---------- Input material
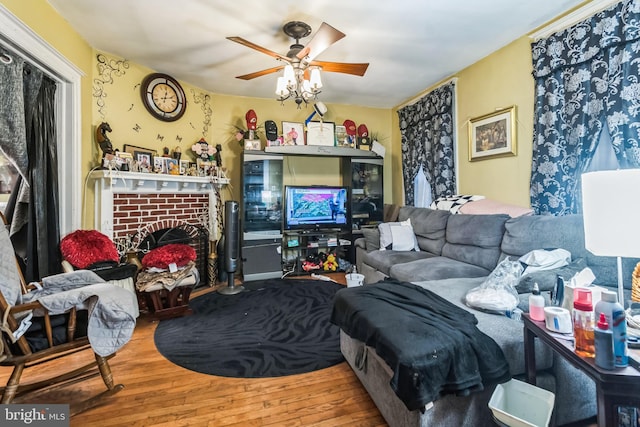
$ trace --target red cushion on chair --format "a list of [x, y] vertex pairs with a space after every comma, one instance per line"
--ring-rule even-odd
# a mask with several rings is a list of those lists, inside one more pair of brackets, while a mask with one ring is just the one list
[[150, 250], [144, 258], [142, 258], [142, 266], [144, 268], [155, 267], [166, 270], [169, 268], [169, 264], [183, 267], [190, 261], [195, 260], [196, 250], [191, 246], [184, 243], [171, 243]]
[[100, 261], [120, 260], [116, 245], [97, 230], [76, 230], [60, 241], [62, 257], [75, 268], [87, 268]]

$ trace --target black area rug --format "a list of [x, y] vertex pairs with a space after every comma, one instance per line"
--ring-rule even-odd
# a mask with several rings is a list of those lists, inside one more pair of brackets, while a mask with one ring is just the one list
[[329, 322], [343, 286], [316, 280], [271, 279], [245, 292], [193, 299], [194, 314], [163, 320], [158, 351], [203, 374], [265, 378], [311, 372], [342, 362], [340, 329]]

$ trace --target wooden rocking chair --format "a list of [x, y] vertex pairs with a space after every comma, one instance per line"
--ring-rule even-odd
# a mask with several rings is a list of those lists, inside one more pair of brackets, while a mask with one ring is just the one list
[[[3, 224], [4, 216], [2, 217]], [[111, 396], [124, 388], [122, 384], [114, 384], [108, 359], [110, 356], [99, 356], [93, 353], [92, 361], [85, 366], [60, 373], [42, 381], [22, 384], [20, 378], [25, 369], [40, 367], [41, 364], [63, 358], [83, 350], [91, 351], [87, 338], [87, 311], [71, 310], [64, 314], [50, 315], [37, 301], [19, 304], [20, 294], [30, 292], [33, 286], [26, 286], [11, 240], [5, 225], [0, 224], [0, 321], [2, 337], [0, 339], [0, 366], [12, 366], [13, 372], [5, 387], [0, 387], [2, 399], [0, 403], [12, 403], [14, 398], [23, 394], [45, 390], [54, 385], [70, 384], [101, 375], [107, 389], [83, 402], [71, 403], [71, 415], [85, 411], [101, 403], [102, 399]], [[44, 312], [40, 317], [33, 316], [31, 326], [24, 334], [15, 339], [21, 319], [32, 310]], [[63, 364], [57, 364], [61, 366]], [[97, 368], [97, 369], [96, 369]]]

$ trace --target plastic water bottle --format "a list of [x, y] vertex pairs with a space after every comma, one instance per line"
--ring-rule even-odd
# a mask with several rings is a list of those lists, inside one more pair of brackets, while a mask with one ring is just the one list
[[611, 291], [602, 291], [600, 301], [596, 304], [595, 315], [600, 314], [609, 324], [613, 333], [613, 353], [615, 356], [615, 366], [625, 367], [629, 365], [629, 355], [627, 346], [627, 319], [622, 305], [618, 303], [618, 295]]
[[537, 283], [533, 284], [533, 290], [529, 295], [529, 316], [531, 316], [531, 320], [544, 322], [544, 297], [540, 295]]
[[613, 332], [609, 329], [609, 323], [600, 313], [598, 324], [593, 330], [594, 345], [596, 350], [596, 365], [602, 369], [614, 369]]

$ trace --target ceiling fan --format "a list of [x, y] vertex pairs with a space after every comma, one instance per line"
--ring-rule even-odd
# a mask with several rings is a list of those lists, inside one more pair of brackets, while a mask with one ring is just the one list
[[[344, 63], [344, 62], [327, 62], [327, 61], [316, 61], [315, 58], [324, 52], [329, 46], [337, 42], [338, 40], [345, 37], [345, 34], [331, 25], [323, 22], [320, 25], [318, 31], [311, 38], [311, 41], [307, 43], [307, 45], [300, 44], [300, 39], [307, 37], [311, 34], [311, 27], [300, 21], [291, 21], [287, 22], [283, 27], [282, 31], [289, 37], [295, 39], [295, 43], [293, 43], [289, 47], [289, 51], [285, 54], [279, 54], [265, 47], [259, 46], [255, 43], [252, 43], [248, 40], [243, 39], [242, 37], [227, 37], [228, 40], [231, 40], [236, 43], [240, 43], [243, 46], [247, 46], [251, 49], [255, 49], [258, 52], [265, 53], [271, 57], [276, 58], [279, 61], [284, 62], [284, 65], [279, 65], [277, 67], [267, 68], [266, 70], [256, 71], [249, 74], [243, 74], [241, 76], [236, 76], [238, 79], [242, 80], [251, 80], [256, 77], [261, 77], [267, 74], [277, 73], [278, 71], [284, 70], [285, 67], [291, 65], [295, 72], [295, 78], [297, 79], [298, 86], [301, 87], [304, 79], [309, 80], [309, 68], [316, 67], [317, 69], [321, 69], [327, 72], [333, 73], [344, 73], [344, 74], [352, 74], [355, 76], [363, 76], [369, 67], [368, 63]], [[285, 70], [286, 74], [286, 70]], [[289, 87], [291, 89], [291, 87]], [[300, 99], [302, 96], [298, 93], [298, 90], [291, 91], [292, 93], [288, 93], [287, 96], [280, 96], [280, 99], [286, 99], [289, 96], [294, 96], [296, 102], [300, 104], [302, 101], [307, 101], [306, 98]], [[317, 94], [319, 91], [316, 90], [313, 94]]]

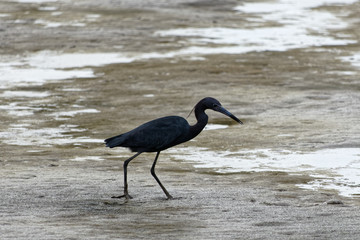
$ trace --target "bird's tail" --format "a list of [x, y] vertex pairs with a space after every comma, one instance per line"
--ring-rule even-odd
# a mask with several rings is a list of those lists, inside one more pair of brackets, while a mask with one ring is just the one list
[[105, 139], [106, 146], [109, 147], [109, 148], [121, 146], [121, 144], [124, 141], [122, 135], [123, 134], [115, 136], [115, 137], [111, 137], [111, 138], [108, 138], [108, 139]]

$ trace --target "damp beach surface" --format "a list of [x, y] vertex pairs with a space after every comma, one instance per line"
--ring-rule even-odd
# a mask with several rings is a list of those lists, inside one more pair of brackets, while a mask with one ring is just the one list
[[[0, 3], [4, 239], [358, 239], [359, 1]], [[194, 140], [103, 139], [212, 96]], [[195, 123], [194, 115], [188, 121]]]

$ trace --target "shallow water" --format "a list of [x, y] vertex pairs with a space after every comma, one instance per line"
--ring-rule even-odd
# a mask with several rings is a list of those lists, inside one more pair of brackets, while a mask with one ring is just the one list
[[359, 197], [360, 149], [338, 148], [300, 153], [271, 149], [217, 151], [206, 148], [170, 150], [177, 159], [186, 159], [195, 167], [215, 169], [219, 173], [281, 171], [310, 174], [316, 180], [298, 185], [306, 189], [335, 189], [346, 197]]
[[[51, 3], [55, 4], [57, 1], [19, 0], [16, 2], [46, 3], [46, 6], [39, 7], [38, 11], [34, 13], [37, 14], [37, 17], [39, 17], [39, 14], [44, 17], [44, 19], [40, 17], [33, 21], [32, 27], [34, 28], [61, 29], [74, 27], [81, 31], [83, 28], [92, 26], [91, 24], [102, 25], [101, 21], [107, 17], [103, 13], [86, 13], [78, 20], [65, 19], [56, 22], [56, 16], [62, 15], [62, 12], [59, 12], [58, 7], [52, 6]], [[231, 97], [227, 97], [225, 100], [226, 103], [231, 104], [230, 111], [235, 109], [236, 115], [240, 119], [245, 118], [245, 127], [237, 126], [235, 130], [235, 126], [228, 124], [228, 122], [214, 122], [209, 124], [205, 130], [209, 130], [207, 131], [209, 136], [210, 132], [214, 132], [212, 130], [219, 131], [218, 134], [223, 134], [223, 139], [226, 139], [225, 134], [228, 133], [225, 132], [226, 130], [237, 131], [238, 133], [241, 131], [257, 132], [257, 136], [252, 136], [249, 133], [246, 135], [247, 138], [243, 140], [244, 142], [252, 141], [251, 148], [240, 151], [238, 149], [218, 151], [218, 149], [212, 149], [211, 147], [209, 149], [193, 147], [169, 150], [170, 153], [174, 153], [177, 159], [189, 160], [195, 166], [210, 168], [214, 172], [284, 171], [291, 174], [306, 173], [315, 177], [316, 180], [299, 185], [302, 188], [315, 190], [335, 189], [344, 196], [356, 197], [360, 193], [360, 176], [356, 174], [356, 171], [359, 170], [360, 153], [356, 142], [356, 133], [351, 133], [351, 131], [358, 130], [356, 126], [352, 126], [354, 129], [346, 132], [344, 137], [339, 136], [339, 134], [336, 135], [337, 139], [340, 140], [336, 140], [336, 147], [334, 148], [331, 147], [331, 142], [325, 144], [328, 148], [323, 150], [318, 150], [318, 146], [314, 143], [311, 145], [314, 148], [313, 151], [309, 151], [308, 147], [302, 149], [299, 146], [295, 147], [294, 150], [293, 146], [290, 146], [291, 149], [287, 149], [286, 146], [286, 143], [296, 142], [297, 138], [304, 142], [314, 141], [319, 143], [321, 139], [331, 139], [333, 137], [331, 134], [326, 135], [324, 132], [316, 134], [317, 126], [313, 130], [306, 130], [307, 124], [317, 124], [319, 127], [323, 125], [321, 122], [323, 121], [322, 117], [327, 119], [328, 116], [333, 116], [333, 114], [342, 114], [342, 120], [349, 121], [346, 122], [346, 125], [350, 126], [356, 121], [350, 120], [359, 116], [356, 113], [356, 106], [360, 102], [358, 91], [350, 92], [344, 88], [344, 91], [339, 90], [339, 92], [328, 93], [327, 90], [337, 88], [336, 86], [330, 86], [333, 82], [335, 82], [335, 85], [341, 83], [345, 87], [347, 84], [350, 86], [358, 82], [359, 49], [357, 47], [354, 47], [354, 50], [344, 49], [346, 46], [357, 46], [354, 44], [358, 43], [356, 35], [346, 30], [351, 29], [352, 24], [351, 21], [347, 21], [347, 17], [351, 16], [351, 9], [346, 8], [346, 4], [354, 2], [356, 1], [349, 0], [342, 1], [340, 4], [338, 1], [324, 0], [316, 3], [302, 1], [301, 4], [298, 1], [244, 3], [232, 9], [238, 16], [244, 16], [244, 23], [241, 26], [206, 28], [186, 26], [163, 30], [154, 29], [149, 36], [149, 38], [155, 38], [158, 41], [154, 43], [154, 46], [156, 46], [154, 51], [148, 51], [147, 48], [142, 50], [141, 47], [139, 47], [139, 51], [128, 50], [126, 46], [124, 47], [122, 43], [119, 43], [110, 52], [99, 52], [96, 49], [92, 49], [92, 51], [75, 49], [66, 52], [63, 50], [41, 49], [34, 52], [2, 55], [0, 56], [0, 109], [3, 111], [3, 117], [8, 124], [1, 129], [0, 139], [10, 146], [31, 147], [36, 145], [42, 148], [54, 146], [62, 148], [64, 146], [85, 147], [88, 144], [94, 144], [94, 146], [98, 147], [95, 144], [100, 145], [103, 139], [100, 133], [101, 130], [98, 129], [99, 122], [104, 124], [105, 121], [94, 120], [94, 123], [88, 123], [91, 121], [89, 119], [96, 119], [101, 114], [112, 114], [111, 112], [117, 111], [114, 106], [118, 107], [118, 105], [108, 103], [109, 99], [106, 96], [101, 96], [101, 93], [97, 95], [97, 90], [101, 91], [102, 88], [109, 88], [110, 90], [107, 91], [110, 92], [113, 88], [123, 91], [124, 97], [120, 98], [123, 101], [121, 106], [138, 106], [139, 97], [141, 96], [144, 99], [141, 103], [142, 112], [146, 112], [146, 108], [156, 110], [157, 107], [155, 106], [164, 102], [162, 97], [165, 98], [167, 95], [172, 96], [174, 94], [181, 96], [182, 93], [193, 90], [191, 83], [189, 84], [185, 80], [181, 82], [183, 80], [180, 77], [183, 74], [182, 72], [175, 75], [174, 72], [168, 70], [176, 64], [180, 66], [185, 62], [184, 65], [187, 68], [188, 66], [194, 68], [186, 69], [187, 73], [196, 72], [197, 67], [204, 66], [207, 74], [216, 74], [218, 75], [217, 78], [220, 79], [227, 78], [225, 76], [226, 71], [236, 71], [237, 68], [248, 64], [251, 67], [249, 69], [244, 67], [244, 71], [246, 77], [254, 78], [252, 86], [249, 87], [248, 83], [242, 83], [243, 86], [239, 86], [237, 84], [238, 79], [235, 77], [235, 80], [230, 83], [230, 87], [220, 83], [215, 88], [204, 88], [204, 92], [198, 92], [197, 96], [200, 97], [204, 94], [215, 94], [216, 96], [236, 95], [239, 91], [245, 91], [240, 89], [248, 88], [248, 93], [243, 92], [239, 95], [253, 97], [253, 102], [241, 96], [237, 96], [234, 101]], [[11, 19], [12, 14], [1, 14], [1, 17], [6, 18], [9, 23], [24, 24], [26, 22], [22, 22], [22, 19]], [[23, 18], [26, 19], [26, 15], [23, 15]], [[168, 45], [172, 46], [169, 47]], [[343, 48], [340, 49], [341, 47]], [[331, 58], [338, 60], [340, 65], [334, 65], [333, 69], [329, 67], [329, 71], [326, 69], [328, 66], [325, 65], [317, 66], [316, 69], [314, 68], [315, 70], [312, 70], [313, 63], [302, 63], [301, 61], [304, 59], [297, 56], [297, 53], [291, 52], [298, 49], [300, 49], [299, 51], [303, 50], [299, 55], [305, 55], [307, 51], [329, 54], [327, 57], [331, 56]], [[286, 89], [281, 87], [272, 88], [271, 85], [276, 86], [276, 83], [256, 83], [258, 79], [261, 79], [262, 72], [265, 72], [265, 75], [269, 74], [269, 76], [274, 72], [281, 72], [281, 69], [272, 70], [271, 57], [268, 61], [260, 62], [260, 60], [255, 60], [251, 63], [252, 59], [256, 58], [252, 54], [256, 56], [257, 53], [268, 54], [279, 51], [284, 52], [284, 56], [289, 54], [289, 56], [285, 57], [287, 59], [282, 60], [280, 66], [294, 61], [296, 67], [306, 68], [307, 71], [313, 73], [312, 76], [321, 73], [331, 76], [335, 80], [333, 82], [329, 80], [330, 83], [327, 80], [322, 80], [324, 81], [321, 82], [325, 86], [324, 90], [321, 87], [311, 89], [313, 84], [310, 83], [301, 85], [300, 90], [296, 90], [295, 93], [285, 92], [284, 95], [280, 96], [279, 92], [286, 91]], [[232, 62], [233, 64], [235, 62], [235, 64], [230, 70], [224, 70], [222, 65], [226, 65], [225, 60], [221, 59], [219, 63], [216, 62], [219, 60], [214, 57], [221, 55], [226, 59], [227, 57], [224, 57], [224, 54], [230, 54], [232, 57], [234, 55], [240, 56], [239, 59]], [[212, 58], [215, 59], [214, 64], [218, 65], [211, 63], [209, 67], [206, 66], [206, 62], [213, 61]], [[156, 65], [157, 61], [160, 62], [160, 67], [164, 64], [164, 69]], [[250, 63], [247, 63], [247, 61]], [[348, 67], [347, 63], [352, 64], [354, 68]], [[140, 74], [141, 71], [146, 71], [147, 64], [154, 64], [156, 68], [159, 68], [158, 72], [151, 73], [153, 75], [150, 75], [150, 77], [147, 76], [147, 78], [152, 79], [149, 80], [149, 83], [147, 83], [147, 79], [141, 79], [140, 76], [136, 75], [137, 73]], [[341, 64], [345, 64], [346, 67], [339, 67]], [[126, 72], [127, 66], [130, 66], [129, 68], [139, 67], [122, 81], [114, 82], [113, 79], [122, 75], [122, 72], [116, 73], [112, 66], [116, 66], [124, 72]], [[292, 67], [295, 68], [290, 66], [290, 68]], [[299, 82], [306, 82], [311, 78], [308, 72], [300, 75], [302, 73], [296, 71], [298, 70], [294, 70], [299, 75], [292, 75], [292, 72], [289, 71], [289, 75], [284, 77], [285, 79], [291, 79], [292, 83], [285, 82], [279, 85], [285, 86], [284, 88], [295, 89], [299, 86], [297, 85]], [[113, 72], [117, 75], [112, 75]], [[204, 73], [200, 75], [204, 76]], [[342, 79], [343, 76], [349, 76], [349, 79], [344, 80]], [[196, 79], [198, 76], [190, 75], [190, 77]], [[278, 76], [275, 76], [275, 78], [278, 78]], [[173, 81], [176, 81], [176, 83], [172, 84], [178, 85], [168, 85]], [[206, 84], [211, 85], [214, 82], [216, 83], [216, 80], [210, 80]], [[315, 84], [317, 80], [315, 79], [313, 82]], [[122, 87], [118, 89], [118, 85]], [[310, 92], [302, 91], [302, 89], [307, 88], [310, 88]], [[159, 91], [158, 89], [162, 90]], [[116, 102], [115, 98], [120, 96], [116, 93], [110, 93], [112, 94], [111, 101]], [[78, 98], [76, 98], [77, 95]], [[192, 105], [198, 100], [197, 96], [191, 99]], [[144, 106], [145, 104], [147, 106]], [[169, 104], [173, 104], [174, 107], [178, 103], [172, 102]], [[237, 106], [238, 104], [243, 105], [241, 106], [243, 110]], [[190, 110], [191, 107], [188, 103], [184, 105], [184, 109]], [[109, 109], [110, 113], [108, 112]], [[320, 112], [319, 109], [321, 109]], [[161, 114], [168, 115], [171, 113], [163, 109], [157, 110], [162, 111]], [[308, 114], [310, 117], [306, 119], [303, 118], [303, 114], [297, 115], [299, 111], [304, 111], [304, 115]], [[172, 112], [176, 112], [176, 110]], [[153, 117], [152, 115], [145, 117], [141, 113], [139, 115], [129, 115], [133, 120], [139, 119], [139, 123], [141, 123], [140, 120], [145, 121]], [[155, 115], [157, 114], [154, 113]], [[281, 120], [281, 124], [289, 124], [289, 126], [285, 126], [286, 129], [276, 126], [278, 116], [290, 118], [290, 120], [286, 121]], [[217, 117], [217, 119], [219, 118]], [[121, 120], [126, 121], [124, 124], [127, 127], [123, 129], [129, 130], [130, 127], [136, 125], [135, 121], [132, 123], [126, 117]], [[292, 122], [289, 123], [288, 121]], [[336, 122], [336, 119], [329, 119], [329, 121]], [[87, 126], [82, 126], [83, 122], [86, 122]], [[333, 128], [334, 122], [330, 122], [328, 127]], [[115, 122], [106, 124], [113, 126]], [[246, 125], [249, 125], [249, 127], [247, 128]], [[279, 128], [278, 131], [274, 129], [268, 129], [269, 132], [266, 131], [266, 127], [274, 125]], [[303, 131], [304, 129], [305, 131]], [[277, 140], [278, 144], [276, 146], [274, 144], [274, 149], [272, 149], [271, 142], [267, 143], [269, 148], [264, 148], [262, 146], [263, 138], [267, 134], [269, 138], [273, 137], [270, 136], [273, 134], [271, 131], [275, 131], [276, 135], [274, 136], [276, 136], [276, 139], [281, 140]], [[326, 130], [324, 131], [326, 132]], [[338, 131], [341, 132], [343, 129]], [[234, 139], [233, 136], [230, 138]], [[346, 148], [339, 148], [341, 144], [344, 144]], [[233, 147], [233, 145], [229, 143], [230, 147], [228, 148], [239, 148], [238, 146]], [[285, 145], [281, 151], [278, 150], [279, 145]], [[348, 147], [349, 145], [351, 148]], [[186, 152], [192, 153], [186, 154]], [[103, 160], [103, 158], [99, 156], [77, 156], [70, 158], [70, 160], [97, 161]]]
[[[1, 237], [358, 236], [359, 4], [0, 1]], [[154, 153], [112, 199], [133, 153], [103, 139], [206, 96], [244, 125], [161, 153], [173, 201]]]
[[[342, 1], [340, 5], [354, 2]], [[351, 35], [338, 34], [333, 37], [329, 34], [330, 30], [344, 29], [348, 23], [337, 16], [344, 13], [314, 9], [323, 5], [339, 5], [339, 2], [286, 0], [244, 3], [234, 8], [242, 14], [251, 14], [243, 29], [180, 28], [156, 34], [188, 37], [188, 45], [195, 46], [182, 49], [179, 54], [241, 54], [356, 43]], [[269, 27], [270, 22], [275, 26]], [[206, 46], [210, 43], [215, 47]]]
--------------------
▸ Problem details
Reproduce each line from the data that has "chair" in it.

▸ Result
$ trace --target red cushion on chair --format "a list of [x, y] vertex pairs with a space after every comma, one instance per line"
$ trace --target wooden rocking chair --format "a list of [x, y] vertex pairs with a space after every comma, one instance per line"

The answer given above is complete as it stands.